Task description:
Transcribe the records below word for word, leaving every picture out.
Entries supplied START
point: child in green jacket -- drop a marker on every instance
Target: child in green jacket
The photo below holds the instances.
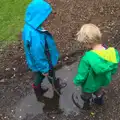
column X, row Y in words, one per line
column 96, row 67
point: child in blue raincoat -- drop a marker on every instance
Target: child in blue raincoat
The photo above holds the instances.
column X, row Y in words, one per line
column 35, row 39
Entries supplied END
Output below:
point: child in green jacket -- drop a marker on every instance
Target: child in green jacket
The photo below holds the instances.
column X, row Y in words, one per line
column 96, row 67
point: child in blue raincoat -- drop a marker on every instance
Target: child in blue raincoat
The photo above holds the instances.
column X, row Y in words, one per line
column 35, row 39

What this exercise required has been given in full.